-- START OF Supplied entries --
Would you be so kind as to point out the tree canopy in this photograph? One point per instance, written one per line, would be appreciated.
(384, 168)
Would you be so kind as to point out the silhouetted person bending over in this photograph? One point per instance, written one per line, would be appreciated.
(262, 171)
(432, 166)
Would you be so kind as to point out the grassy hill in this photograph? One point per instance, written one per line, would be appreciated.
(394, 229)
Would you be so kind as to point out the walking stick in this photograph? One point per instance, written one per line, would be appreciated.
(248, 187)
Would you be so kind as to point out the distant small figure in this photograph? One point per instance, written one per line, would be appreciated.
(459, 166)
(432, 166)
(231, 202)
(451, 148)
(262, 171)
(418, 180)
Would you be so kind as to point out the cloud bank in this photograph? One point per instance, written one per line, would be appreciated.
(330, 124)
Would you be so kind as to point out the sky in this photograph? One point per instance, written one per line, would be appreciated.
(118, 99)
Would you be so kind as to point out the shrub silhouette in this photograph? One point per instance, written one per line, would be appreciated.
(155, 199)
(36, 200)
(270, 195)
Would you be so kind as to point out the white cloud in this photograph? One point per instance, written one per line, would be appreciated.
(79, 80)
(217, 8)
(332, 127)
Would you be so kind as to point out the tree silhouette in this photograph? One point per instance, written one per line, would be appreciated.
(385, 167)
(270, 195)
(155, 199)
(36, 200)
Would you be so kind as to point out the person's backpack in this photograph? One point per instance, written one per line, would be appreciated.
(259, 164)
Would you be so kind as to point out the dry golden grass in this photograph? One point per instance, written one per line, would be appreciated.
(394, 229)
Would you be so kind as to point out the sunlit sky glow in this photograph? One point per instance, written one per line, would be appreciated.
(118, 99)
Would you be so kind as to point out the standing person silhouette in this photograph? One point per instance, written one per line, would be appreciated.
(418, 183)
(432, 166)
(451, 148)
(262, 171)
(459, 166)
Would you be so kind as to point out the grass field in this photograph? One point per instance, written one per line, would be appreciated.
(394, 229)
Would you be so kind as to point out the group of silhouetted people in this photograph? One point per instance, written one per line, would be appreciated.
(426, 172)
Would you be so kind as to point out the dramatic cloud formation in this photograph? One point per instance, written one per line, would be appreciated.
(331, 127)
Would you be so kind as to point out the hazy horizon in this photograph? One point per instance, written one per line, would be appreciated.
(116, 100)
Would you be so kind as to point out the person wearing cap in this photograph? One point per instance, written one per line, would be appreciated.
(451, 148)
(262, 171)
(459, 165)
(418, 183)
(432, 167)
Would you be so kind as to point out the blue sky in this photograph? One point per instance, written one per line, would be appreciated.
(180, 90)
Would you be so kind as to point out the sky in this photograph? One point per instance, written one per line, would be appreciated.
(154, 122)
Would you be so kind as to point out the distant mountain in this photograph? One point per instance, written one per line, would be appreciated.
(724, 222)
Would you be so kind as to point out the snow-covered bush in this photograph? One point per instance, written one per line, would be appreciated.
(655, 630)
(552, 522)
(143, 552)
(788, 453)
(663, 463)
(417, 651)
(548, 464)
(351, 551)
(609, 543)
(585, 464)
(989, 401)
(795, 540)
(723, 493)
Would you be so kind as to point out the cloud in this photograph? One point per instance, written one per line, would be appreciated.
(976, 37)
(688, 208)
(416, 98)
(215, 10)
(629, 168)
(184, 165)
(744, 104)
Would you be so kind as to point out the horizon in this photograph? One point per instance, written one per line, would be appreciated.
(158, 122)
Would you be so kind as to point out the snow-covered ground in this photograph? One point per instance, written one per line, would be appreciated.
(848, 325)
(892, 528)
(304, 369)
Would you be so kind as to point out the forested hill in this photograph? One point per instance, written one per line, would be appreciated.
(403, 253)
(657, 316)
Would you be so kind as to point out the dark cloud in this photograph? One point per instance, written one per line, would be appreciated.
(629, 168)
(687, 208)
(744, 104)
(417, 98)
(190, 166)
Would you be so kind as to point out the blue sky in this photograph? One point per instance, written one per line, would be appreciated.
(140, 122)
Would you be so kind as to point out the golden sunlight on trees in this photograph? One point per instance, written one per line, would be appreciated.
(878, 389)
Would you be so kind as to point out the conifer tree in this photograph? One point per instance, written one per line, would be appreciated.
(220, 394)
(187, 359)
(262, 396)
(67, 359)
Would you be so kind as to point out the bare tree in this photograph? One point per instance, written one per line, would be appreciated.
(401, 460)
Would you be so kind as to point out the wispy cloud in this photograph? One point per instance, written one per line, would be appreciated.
-- END OF Supplied entries --
Problem:
Copy the lines word for word, starting with the line that contains "Would you be so kind as to point out the dark" and continuing through the last line, with both ends included.

Task solution:
Would you be so kind as to point out the dark cloud in this photograph? One point per instance, written one per line, would be appreciated.
(629, 168)
(687, 208)
(744, 104)
(417, 98)
(190, 166)
Would you be so kind as to point out the blue sky in this photograph? One point per instance, written one per line, would be appreciated.
(140, 122)
Would you be so kind as to point out the golden sunlight on trees in this photograph? One point per instance, written one per line, would be appreciated.
(878, 389)
Would you be so kind as to point out the conifer tree in this photograph? One point per instance, written one per line, would be appreciated.
(220, 394)
(187, 359)
(262, 396)
(67, 359)
Would you be so kind as to point out the bare tree in this photograph? One point per instance, written one per line, would be appreciated.
(401, 460)
Would you be so kind as to point out the wispy cloud in this photograph? One point per instance, written one per line, would be appreciated.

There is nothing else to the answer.